= ASSIGNMENT =
The lines you return should be those containing the string "silhouetted", taken from the data below.

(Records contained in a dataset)
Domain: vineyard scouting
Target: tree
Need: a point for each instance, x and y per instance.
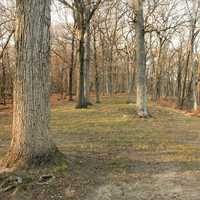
(83, 13)
(141, 60)
(31, 143)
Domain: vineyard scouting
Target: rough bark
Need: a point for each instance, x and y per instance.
(141, 60)
(31, 143)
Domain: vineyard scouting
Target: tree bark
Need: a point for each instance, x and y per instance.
(31, 144)
(141, 61)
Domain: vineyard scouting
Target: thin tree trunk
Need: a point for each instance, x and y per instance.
(141, 61)
(97, 83)
(71, 70)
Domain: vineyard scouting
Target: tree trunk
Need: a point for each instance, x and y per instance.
(81, 89)
(97, 83)
(141, 61)
(87, 64)
(71, 70)
(31, 144)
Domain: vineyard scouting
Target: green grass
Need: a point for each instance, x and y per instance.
(114, 128)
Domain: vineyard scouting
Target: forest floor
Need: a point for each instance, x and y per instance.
(114, 155)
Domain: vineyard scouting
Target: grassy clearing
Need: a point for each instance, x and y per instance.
(109, 143)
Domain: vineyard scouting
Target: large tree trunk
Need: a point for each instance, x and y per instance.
(141, 60)
(87, 64)
(31, 144)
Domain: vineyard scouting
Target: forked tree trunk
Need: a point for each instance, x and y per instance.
(87, 64)
(141, 60)
(31, 144)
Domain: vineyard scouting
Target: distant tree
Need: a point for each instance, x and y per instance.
(140, 59)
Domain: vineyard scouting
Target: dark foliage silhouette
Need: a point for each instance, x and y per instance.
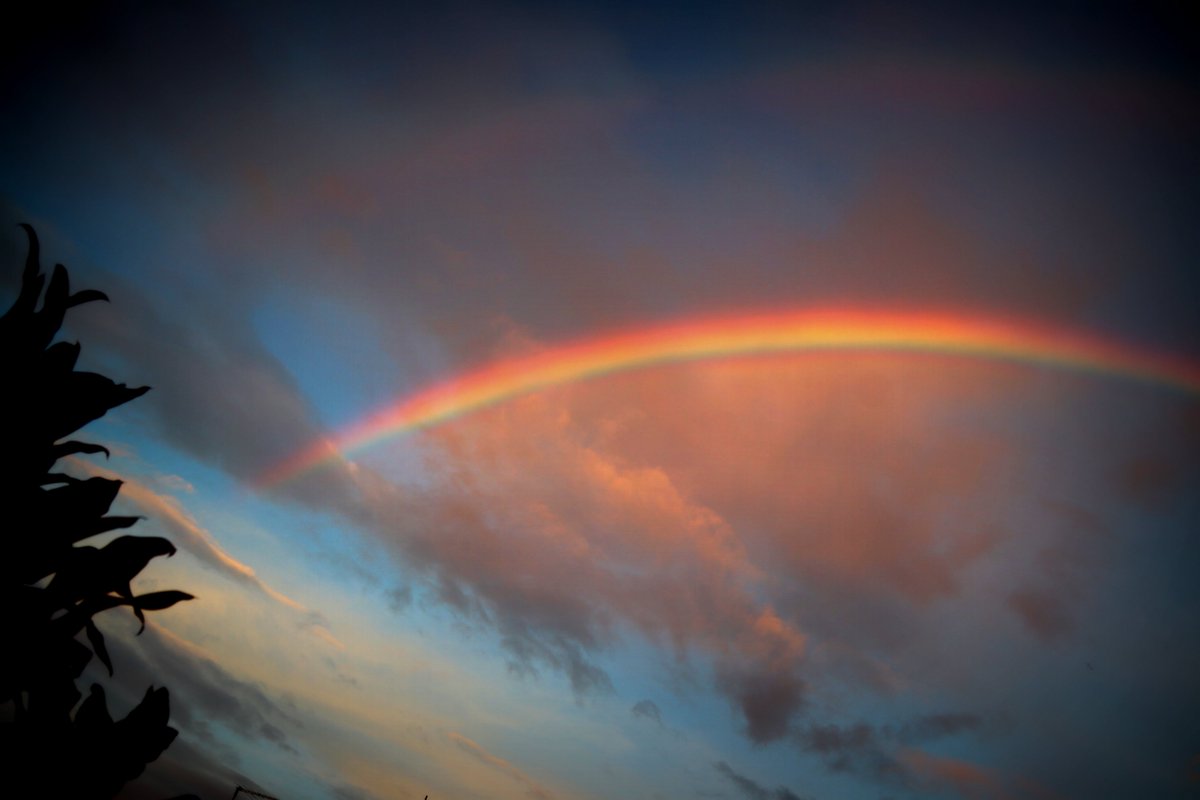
(52, 585)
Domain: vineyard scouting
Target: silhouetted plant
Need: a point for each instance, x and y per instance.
(52, 584)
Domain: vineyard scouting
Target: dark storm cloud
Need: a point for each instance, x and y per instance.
(647, 709)
(750, 788)
(187, 769)
(874, 751)
(202, 692)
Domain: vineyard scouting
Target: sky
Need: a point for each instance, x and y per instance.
(721, 571)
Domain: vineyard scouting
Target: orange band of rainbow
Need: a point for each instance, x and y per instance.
(751, 335)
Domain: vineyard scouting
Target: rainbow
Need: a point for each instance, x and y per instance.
(803, 331)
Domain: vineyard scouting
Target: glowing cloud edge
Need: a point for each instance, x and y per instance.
(719, 337)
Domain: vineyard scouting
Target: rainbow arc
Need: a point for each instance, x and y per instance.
(805, 331)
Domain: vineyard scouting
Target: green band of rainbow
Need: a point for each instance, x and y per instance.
(751, 335)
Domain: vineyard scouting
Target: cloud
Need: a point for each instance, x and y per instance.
(187, 534)
(967, 780)
(753, 789)
(186, 769)
(647, 709)
(479, 753)
(873, 751)
(562, 551)
(202, 691)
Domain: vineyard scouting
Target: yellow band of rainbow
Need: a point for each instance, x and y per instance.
(804, 331)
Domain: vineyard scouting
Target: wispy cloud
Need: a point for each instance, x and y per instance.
(483, 756)
(750, 788)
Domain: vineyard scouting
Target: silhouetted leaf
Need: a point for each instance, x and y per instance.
(54, 306)
(97, 645)
(156, 601)
(72, 447)
(61, 356)
(93, 714)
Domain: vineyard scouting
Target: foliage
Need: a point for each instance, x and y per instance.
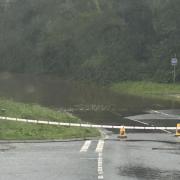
(102, 41)
(18, 130)
(148, 89)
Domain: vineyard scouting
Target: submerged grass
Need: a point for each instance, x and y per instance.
(22, 131)
(148, 89)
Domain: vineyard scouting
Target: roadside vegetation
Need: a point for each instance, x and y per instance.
(27, 131)
(148, 89)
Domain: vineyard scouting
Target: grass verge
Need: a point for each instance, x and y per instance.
(26, 131)
(149, 89)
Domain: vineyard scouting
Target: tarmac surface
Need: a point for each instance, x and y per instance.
(144, 156)
(140, 156)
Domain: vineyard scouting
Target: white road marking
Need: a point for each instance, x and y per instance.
(100, 166)
(100, 146)
(85, 146)
(158, 112)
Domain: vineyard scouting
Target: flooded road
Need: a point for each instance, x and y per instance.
(146, 156)
(88, 101)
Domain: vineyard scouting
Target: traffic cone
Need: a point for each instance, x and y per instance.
(122, 133)
(178, 130)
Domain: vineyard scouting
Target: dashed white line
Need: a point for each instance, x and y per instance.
(99, 150)
(85, 146)
(100, 146)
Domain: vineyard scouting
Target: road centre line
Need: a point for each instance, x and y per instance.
(86, 146)
(100, 146)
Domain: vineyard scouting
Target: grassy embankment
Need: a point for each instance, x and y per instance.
(149, 89)
(22, 131)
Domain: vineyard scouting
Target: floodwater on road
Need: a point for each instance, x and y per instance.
(88, 101)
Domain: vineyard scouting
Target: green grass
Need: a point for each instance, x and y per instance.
(148, 89)
(26, 131)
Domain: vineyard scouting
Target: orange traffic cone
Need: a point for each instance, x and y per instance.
(122, 133)
(178, 130)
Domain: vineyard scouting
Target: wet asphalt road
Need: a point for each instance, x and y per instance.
(141, 156)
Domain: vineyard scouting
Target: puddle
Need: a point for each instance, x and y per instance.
(146, 173)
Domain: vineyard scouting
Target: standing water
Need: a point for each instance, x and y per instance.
(90, 102)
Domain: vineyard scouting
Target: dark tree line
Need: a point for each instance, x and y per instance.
(103, 41)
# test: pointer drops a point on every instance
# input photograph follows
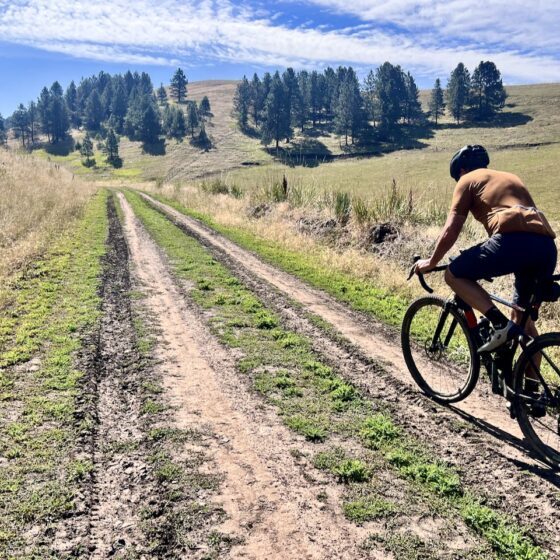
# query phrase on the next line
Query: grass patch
(57, 303)
(367, 509)
(359, 294)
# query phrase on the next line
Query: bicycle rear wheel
(445, 366)
(538, 411)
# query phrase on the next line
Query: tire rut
(270, 499)
(119, 482)
(477, 437)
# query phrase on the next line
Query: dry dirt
(477, 435)
(271, 503)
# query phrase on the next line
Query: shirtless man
(521, 241)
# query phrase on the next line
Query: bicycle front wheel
(537, 398)
(438, 349)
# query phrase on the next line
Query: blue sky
(42, 40)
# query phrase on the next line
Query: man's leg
(470, 292)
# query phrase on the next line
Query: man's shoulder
(485, 175)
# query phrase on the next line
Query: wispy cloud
(435, 35)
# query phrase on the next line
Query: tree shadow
(500, 120)
(320, 129)
(154, 148)
(250, 131)
(62, 148)
(304, 152)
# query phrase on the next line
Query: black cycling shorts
(529, 256)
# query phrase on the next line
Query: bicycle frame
(472, 322)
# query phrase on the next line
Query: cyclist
(521, 241)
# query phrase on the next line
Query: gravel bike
(440, 340)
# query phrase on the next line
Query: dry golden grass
(38, 200)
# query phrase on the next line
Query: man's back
(500, 201)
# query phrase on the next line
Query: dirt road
(488, 451)
(271, 505)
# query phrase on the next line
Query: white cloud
(517, 24)
(171, 32)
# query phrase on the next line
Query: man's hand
(423, 266)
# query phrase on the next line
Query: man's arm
(460, 207)
(448, 237)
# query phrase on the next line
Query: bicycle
(440, 340)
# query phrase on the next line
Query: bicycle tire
(410, 346)
(527, 422)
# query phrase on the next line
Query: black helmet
(469, 158)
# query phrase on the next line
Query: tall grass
(38, 199)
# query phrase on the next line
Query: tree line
(277, 104)
(107, 106)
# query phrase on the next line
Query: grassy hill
(179, 161)
(524, 139)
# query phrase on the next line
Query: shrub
(361, 211)
(217, 186)
(342, 207)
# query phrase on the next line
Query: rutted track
(488, 452)
(119, 482)
(270, 502)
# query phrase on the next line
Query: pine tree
(145, 85)
(20, 123)
(241, 102)
(56, 90)
(349, 116)
(290, 91)
(300, 108)
(59, 117)
(179, 86)
(107, 100)
(142, 120)
(179, 125)
(331, 90)
(192, 118)
(32, 120)
(112, 149)
(413, 107)
(202, 140)
(174, 124)
(71, 98)
(86, 150)
(392, 96)
(437, 102)
(44, 109)
(457, 92)
(119, 106)
(315, 96)
(3, 133)
(162, 96)
(276, 123)
(257, 99)
(487, 94)
(371, 102)
(204, 107)
(94, 114)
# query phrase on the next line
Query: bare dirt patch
(478, 437)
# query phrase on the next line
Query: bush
(236, 192)
(360, 210)
(215, 187)
(342, 208)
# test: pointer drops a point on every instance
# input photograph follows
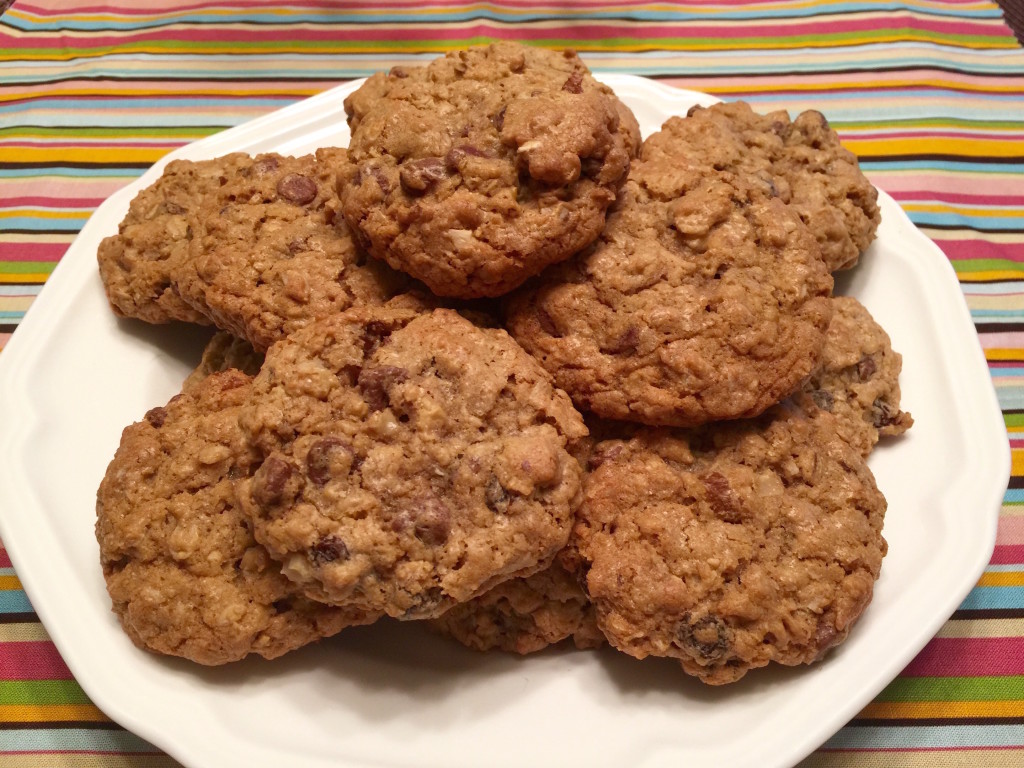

= EXPECTED ANSWER =
Target: silhouetted plant
Target: silhouetted leaf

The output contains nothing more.